» **Brief**
Could you transcribe each record below exactly as written, setting the pictures aside?

» **Information**
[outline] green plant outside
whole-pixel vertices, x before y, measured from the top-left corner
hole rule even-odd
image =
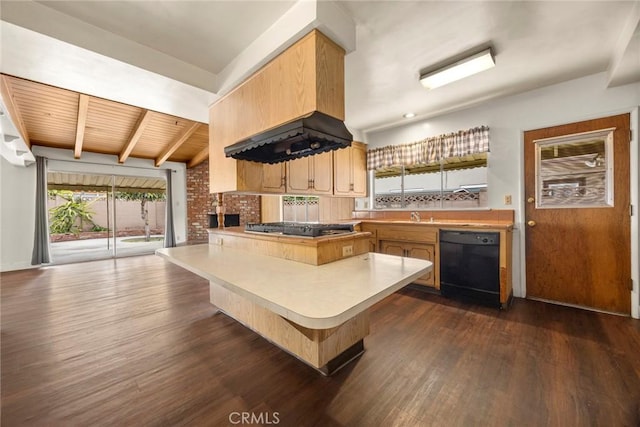
[[[91,210],[91,203],[74,197],[71,191],[49,191],[49,196],[60,196],[67,202],[60,206],[56,206],[49,210],[51,214],[51,223],[49,230],[52,234],[73,233],[78,235],[82,231],[82,223],[89,222],[95,228],[93,223],[94,212]],[[77,225],[80,220],[80,226]]]
[[[50,198],[61,197],[66,200],[63,205],[49,209],[49,231],[51,234],[73,233],[78,235],[83,230],[83,222],[92,225],[91,231],[108,231],[107,228],[93,222],[95,212],[90,209],[93,202],[81,200],[80,197],[75,196],[73,191],[69,190],[49,190],[47,193]],[[140,202],[140,216],[145,225],[145,238],[149,241],[151,236],[146,203],[166,200],[165,193],[116,192],[116,199]],[[80,221],[79,226],[78,220]]]

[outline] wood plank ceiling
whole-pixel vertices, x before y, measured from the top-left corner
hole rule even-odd
[[[0,74],[2,97],[28,147],[196,166],[209,157],[209,125]]]

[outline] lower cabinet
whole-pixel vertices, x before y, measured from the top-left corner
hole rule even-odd
[[[404,256],[409,258],[418,258],[431,261],[433,269],[416,279],[414,283],[426,286],[435,286],[435,259],[436,247],[426,243],[409,243],[393,240],[380,240],[380,252],[388,255]]]
[[[494,231],[500,233],[500,304],[503,308],[509,305],[512,297],[512,228],[511,224],[501,227],[479,228],[469,227],[463,222],[455,227],[454,223],[447,224],[447,230],[464,231]],[[414,283],[440,290],[440,226],[430,223],[407,224],[373,220],[363,220],[360,223],[362,231],[371,233],[369,237],[369,252],[380,252],[388,255],[418,258],[431,261],[433,269],[418,278]]]

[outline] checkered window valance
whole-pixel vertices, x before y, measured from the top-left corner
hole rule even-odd
[[[387,145],[368,150],[367,169],[428,165],[439,163],[441,159],[488,151],[489,127],[480,126],[409,144]]]

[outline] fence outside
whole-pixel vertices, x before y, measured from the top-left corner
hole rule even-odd
[[[48,200],[48,208],[62,205],[66,200],[62,198],[56,198],[55,200]],[[108,215],[111,216],[113,210],[113,204],[109,204],[109,210],[107,211],[107,201],[104,199],[97,199],[90,202],[90,210],[93,214],[93,222],[103,228],[113,228],[113,224],[107,220]],[[146,210],[149,212],[149,227],[152,230],[162,229],[165,225],[165,201],[153,201],[145,204]],[[116,200],[116,215],[117,215],[117,227],[118,230],[142,230],[144,231],[144,220],[141,216],[141,202],[137,200]],[[112,218],[112,217],[111,217]],[[109,227],[107,227],[107,225]],[[83,231],[89,231],[92,224],[84,224]]]

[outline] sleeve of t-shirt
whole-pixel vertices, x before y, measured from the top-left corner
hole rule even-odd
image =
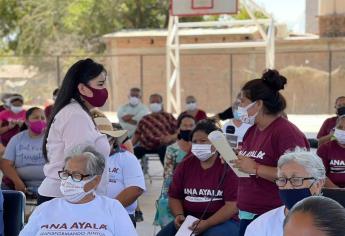
[[[0,121],[7,120],[6,110],[0,112]]]
[[[221,120],[227,120],[234,118],[234,114],[232,112],[232,107],[229,107],[225,111],[218,113],[219,119]]]
[[[128,212],[121,205],[120,202],[114,200],[114,206],[111,207],[112,217],[115,222],[114,235],[126,235],[126,236],[137,236],[137,232],[134,229],[133,223],[129,218]]]
[[[180,163],[174,171],[173,181],[169,187],[169,197],[183,199],[183,175],[185,171],[185,163]]]
[[[125,115],[124,112],[124,106],[121,106],[118,110],[117,110],[117,118],[119,119],[119,121],[123,121],[122,117]]]
[[[121,162],[125,187],[136,186],[146,190],[144,174],[138,159],[130,152],[123,155],[126,155]]]
[[[328,132],[327,132],[327,120],[325,120],[319,130],[319,132],[317,133],[317,136],[316,138],[321,138],[323,136],[326,136],[328,135]]]
[[[16,145],[17,145],[17,135],[10,139],[7,144],[4,154],[4,159],[15,162],[16,161]]]
[[[237,201],[237,186],[238,186],[238,177],[233,172],[232,169],[228,168],[227,174],[224,181],[224,201],[234,202]]]
[[[145,105],[142,105],[138,114],[133,116],[132,119],[135,120],[136,122],[139,122],[141,118],[143,118],[147,114],[149,114],[149,109]]]
[[[296,147],[309,149],[309,144],[304,135],[296,133],[293,129],[286,128],[284,132],[277,133],[274,140],[277,142],[279,156],[287,151],[294,150]]]
[[[34,212],[31,214],[28,223],[25,225],[24,229],[20,231],[19,236],[32,236],[36,235],[38,231],[40,230],[39,225],[40,225],[40,215],[45,208],[46,204],[42,204],[34,210]]]
[[[90,122],[91,121],[85,114],[76,113],[73,114],[62,127],[62,140],[64,140],[65,144],[65,155],[68,155],[73,147],[80,144],[95,144],[96,127],[92,127]]]
[[[317,149],[317,155],[321,158],[323,165],[325,166],[326,169],[326,174],[329,174],[329,161],[328,161],[328,155],[327,155],[327,144],[323,144],[321,145],[318,149]]]

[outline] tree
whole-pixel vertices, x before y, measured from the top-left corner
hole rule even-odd
[[[0,37],[17,54],[100,52],[100,37],[162,28],[169,0],[0,0]]]

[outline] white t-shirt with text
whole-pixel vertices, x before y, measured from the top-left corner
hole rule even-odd
[[[115,198],[124,189],[132,186],[146,190],[145,178],[138,159],[130,152],[120,150],[108,159],[109,183],[107,196]],[[137,201],[126,207],[128,214],[134,214]]]
[[[281,206],[259,216],[248,225],[244,236],[283,236],[284,210]]]
[[[121,203],[97,196],[84,204],[55,198],[38,206],[19,236],[136,236]]]

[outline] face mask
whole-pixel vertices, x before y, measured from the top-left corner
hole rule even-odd
[[[211,144],[193,144],[192,153],[200,160],[207,161],[212,157],[215,152],[211,150]]]
[[[19,113],[19,112],[21,112],[23,110],[23,107],[22,106],[13,106],[13,105],[11,105],[11,111],[13,112],[13,113]]]
[[[297,202],[310,197],[311,192],[309,188],[279,189],[279,196],[286,208],[290,210]]]
[[[197,108],[196,102],[187,103],[186,108],[188,111],[195,111]]]
[[[88,102],[90,103],[92,106],[94,107],[102,107],[105,102],[108,99],[108,90],[106,88],[104,89],[95,89],[92,88],[88,85],[86,85],[86,87],[88,87],[92,93],[93,93],[93,97],[87,97],[81,94],[81,96]]]
[[[192,131],[188,130],[188,129],[187,130],[180,130],[180,133],[178,134],[177,138],[189,142],[191,132]]]
[[[338,143],[345,144],[345,130],[335,128],[333,135],[337,139]]]
[[[37,135],[42,134],[46,126],[47,123],[44,120],[29,121],[30,130]]]
[[[5,99],[4,105],[7,107],[11,107],[11,99],[9,98]]]
[[[56,101],[57,96],[53,96],[53,100]]]
[[[161,103],[151,103],[150,109],[153,113],[160,112],[162,110],[162,104]]]
[[[132,106],[136,106],[138,105],[140,102],[140,99],[137,97],[129,97],[129,104],[131,104]]]
[[[68,176],[66,180],[61,180],[60,191],[67,201],[77,203],[86,195],[94,192],[94,189],[91,189],[89,192],[84,191],[85,184],[91,182],[93,179],[75,182],[71,176]]]
[[[255,103],[256,102],[253,102],[246,107],[238,107],[237,108],[237,116],[238,116],[239,120],[241,120],[243,123],[254,125],[255,117],[258,115],[258,113],[256,113],[253,116],[249,116],[248,115],[248,109],[251,108],[252,106],[254,106]]]

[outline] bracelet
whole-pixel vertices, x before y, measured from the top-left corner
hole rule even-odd
[[[177,215],[175,215],[175,218],[178,217],[178,216],[184,216],[184,214],[182,214],[182,213],[177,214]]]
[[[256,176],[256,178],[259,178],[259,175],[258,175],[259,166],[260,166],[260,164],[256,162],[255,163],[255,176]]]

» **Exercise result**
[outline] green plant outside
whole-pixel vertices, x before y, measured from the top-left corner
hole rule even-odd
image =
[[[91,210],[91,203],[74,197],[71,191],[49,191],[49,196],[60,196],[67,202],[60,206],[56,206],[49,210],[51,214],[51,223],[49,230],[52,234],[73,233],[78,235],[82,231],[82,223],[89,222],[95,228],[93,223],[94,212]],[[77,225],[80,220],[80,226]]]
[[[50,198],[61,197],[66,200],[63,205],[49,209],[49,231],[51,234],[73,233],[78,235],[83,230],[83,222],[92,225],[91,231],[108,231],[107,228],[93,222],[95,212],[90,209],[93,202],[81,200],[80,197],[75,196],[73,191],[69,190],[49,190],[47,193]],[[140,202],[140,216],[145,225],[145,238],[149,241],[151,236],[146,203],[166,200],[165,193],[116,192],[116,199]],[[80,221],[79,226],[78,220]]]

[outline] wood plank ceiling
whole-pixel vertices, x before y, measured from the top-left corner
hole rule even-odd
[[[0,74],[2,97],[28,147],[196,166],[209,157],[209,125]]]

[outline] lower cabinet
whole-pixel vertices, x before y, measured from the top-left corner
hole rule even-odd
[[[404,256],[409,258],[418,258],[431,261],[433,269],[416,279],[414,283],[426,286],[435,286],[435,259],[436,247],[426,243],[409,243],[393,240],[380,240],[380,252],[388,255]]]
[[[494,231],[500,233],[500,304],[503,308],[509,305],[512,297],[512,228],[511,224],[501,227],[479,228],[469,227],[463,222],[455,227],[454,223],[447,224],[447,230],[464,231]],[[414,283],[440,290],[440,226],[430,223],[407,224],[373,220],[363,220],[360,223],[362,231],[371,233],[369,237],[369,252],[380,252],[388,255],[418,258],[431,261],[433,269],[418,278]]]

[outline] checkered window valance
whole-pixel vertices, x before y, measured from the top-left corner
hole rule even-odd
[[[387,145],[368,150],[367,169],[428,165],[439,163],[441,159],[488,151],[489,127],[480,126],[409,144]]]

[outline] fence outside
whole-pixel vertices, x before y, measured from the top-left corner
hole rule even-odd
[[[48,200],[48,208],[62,205],[66,200],[62,198],[56,198],[55,200]],[[108,215],[111,216],[113,210],[113,204],[109,204],[109,210],[107,211],[107,201],[104,199],[97,199],[90,202],[90,210],[93,214],[93,222],[103,228],[113,228],[113,224],[107,220]],[[146,210],[149,212],[149,227],[152,230],[162,229],[165,225],[165,201],[153,201],[145,204]],[[116,200],[116,215],[117,215],[117,227],[118,230],[142,230],[144,231],[144,220],[141,216],[141,202],[137,200]],[[112,218],[112,217],[111,217]],[[109,227],[107,227],[107,225]],[[83,231],[89,231],[92,224],[84,224]]]

[outline] sleeve of t-shirt
whole-pixel vertices, x before y, measured from the top-left corner
hole rule even-odd
image =
[[[0,121],[7,120],[6,110],[0,112]]]
[[[221,120],[227,120],[234,118],[234,114],[232,112],[232,107],[229,107],[225,111],[218,113],[219,119]]]
[[[128,212],[121,205],[120,202],[114,200],[114,206],[111,207],[112,217],[115,222],[114,235],[126,235],[126,236],[137,236],[137,232],[134,229],[133,223],[129,218]]]
[[[180,163],[174,171],[173,181],[169,187],[169,197],[183,199],[183,175],[185,171],[185,163]]]
[[[125,115],[124,112],[124,106],[121,106],[118,110],[117,110],[117,118],[119,119],[119,121],[123,121],[122,117]]]
[[[121,162],[125,187],[136,186],[146,190],[144,174],[138,159],[130,152],[123,155],[126,155]]]
[[[328,132],[327,132],[327,120],[325,120],[319,130],[319,132],[317,133],[317,136],[316,138],[321,138],[323,136],[326,136],[328,135]]]
[[[16,145],[17,145],[17,135],[10,139],[7,144],[4,154],[4,159],[15,162],[16,161]]]
[[[237,201],[237,186],[238,186],[238,177],[233,172],[232,169],[228,168],[227,174],[224,181],[224,201],[234,202]]]
[[[145,105],[142,105],[138,114],[133,116],[132,119],[135,120],[136,122],[139,122],[141,118],[143,118],[147,114],[149,114],[149,109]]]
[[[296,147],[309,149],[309,144],[304,135],[296,133],[293,129],[286,128],[284,132],[277,133],[274,140],[277,142],[279,156],[287,151],[294,150]]]
[[[34,212],[31,214],[28,223],[25,225],[24,229],[20,231],[19,236],[32,236],[36,235],[38,231],[40,230],[39,225],[40,225],[40,215],[45,208],[46,204],[42,204],[34,210]]]
[[[90,122],[91,121],[85,114],[76,113],[73,114],[62,127],[62,140],[64,140],[65,144],[65,155],[68,155],[73,147],[80,144],[95,144],[96,127],[92,127]]]
[[[317,149],[317,155],[321,158],[323,165],[325,166],[326,169],[326,174],[329,174],[329,161],[328,161],[328,155],[327,155],[327,144],[323,144],[321,145],[318,149]]]

[outline] tree
whole-pixel vertices, x before y, measured from the top-left corner
hole rule even-odd
[[[0,37],[17,54],[100,52],[100,37],[162,28],[169,0],[0,0]]]

[outline] white t-shirt with text
whole-pixel vertices, x before y, measured from the top-left corner
hole rule even-odd
[[[115,198],[124,189],[132,186],[146,190],[145,178],[138,159],[130,152],[120,150],[108,159],[109,183],[107,196]],[[137,201],[126,207],[128,214],[134,214]]]
[[[281,206],[259,216],[248,225],[244,236],[283,236],[284,210]]]
[[[121,203],[97,196],[84,204],[55,198],[38,206],[19,236],[136,236]]]

[outline] face mask
whole-pixel vertices, x before y, measured from the top-left corner
hole rule even-odd
[[[211,144],[193,144],[192,153],[200,160],[207,161],[212,157],[215,152],[211,150]]]
[[[19,113],[19,112],[21,112],[23,110],[23,107],[22,106],[13,106],[13,105],[11,105],[11,111],[13,112],[13,113]]]
[[[297,202],[310,197],[311,192],[309,188],[279,189],[279,196],[286,208],[290,210]]]
[[[197,108],[196,102],[187,103],[186,108],[188,111],[195,111]]]
[[[88,102],[90,103],[92,106],[94,107],[102,107],[105,102],[108,99],[108,90],[106,88],[104,89],[95,89],[92,88],[88,85],[86,85],[86,87],[88,87],[92,93],[93,93],[93,97],[87,97],[81,94],[81,96]]]
[[[192,131],[188,130],[188,129],[187,130],[180,130],[180,133],[178,134],[177,138],[189,142],[191,132]]]
[[[338,143],[345,144],[345,130],[335,128],[333,135],[337,139]]]
[[[37,135],[42,134],[46,126],[47,123],[44,120],[29,121],[30,130]]]
[[[5,99],[4,105],[7,107],[11,107],[11,99],[9,98]]]
[[[56,101],[57,96],[53,96],[53,100]]]
[[[161,103],[151,103],[150,109],[153,113],[160,112],[162,110],[162,104]]]
[[[132,106],[136,106],[138,105],[140,102],[140,99],[137,97],[129,97],[129,104],[131,104]]]
[[[68,176],[66,180],[61,180],[60,191],[67,201],[77,203],[86,195],[94,192],[94,189],[91,189],[89,192],[84,191],[85,184],[91,182],[93,179],[75,182],[71,176]]]
[[[255,103],[256,102],[253,102],[246,107],[238,107],[237,108],[237,116],[238,116],[239,120],[241,120],[243,123],[254,125],[255,117],[258,115],[258,113],[256,113],[253,116],[249,116],[248,115],[248,109],[251,108],[252,106],[254,106]]]

[outline] bracelet
whole-pixel vertices, x before y, measured from the top-left corner
hole rule even-odd
[[[177,215],[175,215],[175,218],[178,217],[178,216],[184,216],[184,214],[182,214],[182,213],[177,214]]]
[[[256,176],[256,178],[259,178],[259,175],[258,175],[259,166],[260,166],[260,164],[256,162],[255,163],[255,176]]]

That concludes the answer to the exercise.